··· SUPPLIED MATERIAL ···
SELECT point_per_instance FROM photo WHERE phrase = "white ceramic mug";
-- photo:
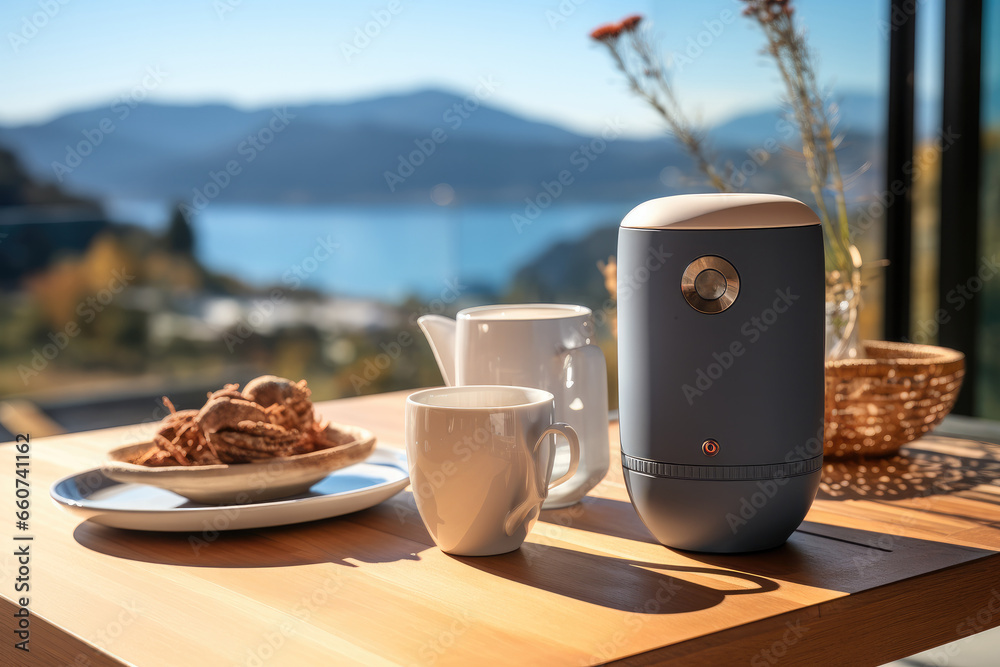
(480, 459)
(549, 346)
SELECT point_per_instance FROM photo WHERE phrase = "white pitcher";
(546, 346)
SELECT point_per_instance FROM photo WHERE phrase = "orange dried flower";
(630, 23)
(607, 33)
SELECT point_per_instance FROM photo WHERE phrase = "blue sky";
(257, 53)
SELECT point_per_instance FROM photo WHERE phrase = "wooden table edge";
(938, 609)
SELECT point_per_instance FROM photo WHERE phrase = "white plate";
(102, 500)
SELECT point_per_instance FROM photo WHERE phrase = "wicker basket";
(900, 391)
···
··· SUPPLIED MATERIAL ···
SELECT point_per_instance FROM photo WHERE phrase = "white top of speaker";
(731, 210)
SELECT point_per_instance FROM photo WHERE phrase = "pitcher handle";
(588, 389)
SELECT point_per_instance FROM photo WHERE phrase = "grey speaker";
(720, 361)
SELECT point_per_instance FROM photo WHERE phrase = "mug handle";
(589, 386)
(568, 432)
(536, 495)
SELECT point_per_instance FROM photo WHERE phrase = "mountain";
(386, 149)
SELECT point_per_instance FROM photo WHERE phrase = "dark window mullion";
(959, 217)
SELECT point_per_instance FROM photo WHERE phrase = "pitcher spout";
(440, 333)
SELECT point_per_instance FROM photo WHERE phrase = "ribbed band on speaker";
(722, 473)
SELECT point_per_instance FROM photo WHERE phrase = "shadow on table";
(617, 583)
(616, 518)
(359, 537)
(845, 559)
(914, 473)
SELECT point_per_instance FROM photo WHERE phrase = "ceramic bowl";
···
··· SUPPLIED MATERIAL ···
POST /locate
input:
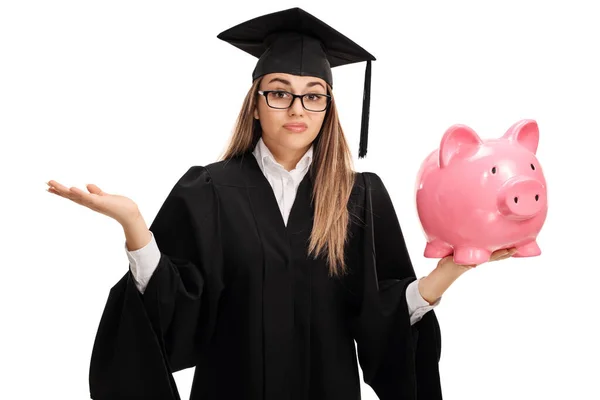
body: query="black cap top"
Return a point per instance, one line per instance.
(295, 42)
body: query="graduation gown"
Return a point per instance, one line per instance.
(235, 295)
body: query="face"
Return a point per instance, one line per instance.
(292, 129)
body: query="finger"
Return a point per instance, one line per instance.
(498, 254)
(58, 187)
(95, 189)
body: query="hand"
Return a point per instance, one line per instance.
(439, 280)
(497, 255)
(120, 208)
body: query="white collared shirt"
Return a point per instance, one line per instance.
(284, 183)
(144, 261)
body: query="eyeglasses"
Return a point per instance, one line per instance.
···
Please return each line of the items above that contains the word "pitcher", copied in full.

### SOLUTION FOR THIS EXERCISE
SELECT point_per_instance FROM photo WHERE phrase = "white pitcher";
SELECT point_per_instance FROM photo WHERE phrase = "pitcher handle";
SELECT point_per_instance FROM photo WHERE phrase = "pitcher spout";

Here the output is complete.